Entries from a collection
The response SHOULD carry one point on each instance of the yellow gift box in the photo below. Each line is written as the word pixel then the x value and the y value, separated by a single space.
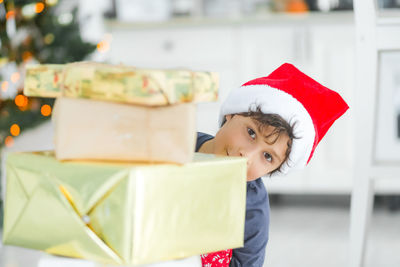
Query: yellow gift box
pixel 124 213
pixel 150 87
pixel 100 130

*To do*
Please output every line of the entries above word for word, leaving out the pictures.

*The solution*
The response SHOULD carry one point on each instance of the yellow gift box in the photo below. Each line is written as the word pixel then the x value and the y value, separated by a single space.
Query: yellow gift box
pixel 124 213
pixel 150 87
pixel 100 130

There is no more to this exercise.